__What to work on__. Give the number of lines in the listing below that include the word "riot", with nothing more.

__The records__.
# # # # #
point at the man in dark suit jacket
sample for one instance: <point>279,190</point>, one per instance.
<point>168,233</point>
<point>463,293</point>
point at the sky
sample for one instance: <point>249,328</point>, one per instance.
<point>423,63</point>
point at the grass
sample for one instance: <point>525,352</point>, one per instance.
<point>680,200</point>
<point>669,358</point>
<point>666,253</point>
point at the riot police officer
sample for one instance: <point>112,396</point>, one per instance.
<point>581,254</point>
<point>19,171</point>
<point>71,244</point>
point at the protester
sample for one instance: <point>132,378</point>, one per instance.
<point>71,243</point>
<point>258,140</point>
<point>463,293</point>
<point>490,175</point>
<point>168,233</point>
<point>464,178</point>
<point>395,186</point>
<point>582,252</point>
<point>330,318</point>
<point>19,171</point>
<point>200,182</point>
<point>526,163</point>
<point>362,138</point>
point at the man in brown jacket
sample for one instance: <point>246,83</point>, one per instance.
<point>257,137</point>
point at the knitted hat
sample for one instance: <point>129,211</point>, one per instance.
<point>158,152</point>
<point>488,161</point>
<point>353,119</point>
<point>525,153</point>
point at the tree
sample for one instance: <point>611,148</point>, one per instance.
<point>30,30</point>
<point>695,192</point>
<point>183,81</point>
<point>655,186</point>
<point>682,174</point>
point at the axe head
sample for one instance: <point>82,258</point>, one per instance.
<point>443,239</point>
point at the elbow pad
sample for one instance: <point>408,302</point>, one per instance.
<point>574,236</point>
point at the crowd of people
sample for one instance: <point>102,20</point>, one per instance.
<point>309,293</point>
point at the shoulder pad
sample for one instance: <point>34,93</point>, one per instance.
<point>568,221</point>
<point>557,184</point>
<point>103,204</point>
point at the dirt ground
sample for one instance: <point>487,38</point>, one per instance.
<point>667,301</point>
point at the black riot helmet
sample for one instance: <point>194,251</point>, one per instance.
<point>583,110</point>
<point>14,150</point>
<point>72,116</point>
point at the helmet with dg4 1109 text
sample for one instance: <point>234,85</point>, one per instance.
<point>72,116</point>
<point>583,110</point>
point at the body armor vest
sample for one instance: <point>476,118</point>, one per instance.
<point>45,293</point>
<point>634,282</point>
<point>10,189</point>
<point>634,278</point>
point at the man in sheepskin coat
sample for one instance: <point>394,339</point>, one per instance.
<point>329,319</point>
# # # # #
__Expected answer__. 2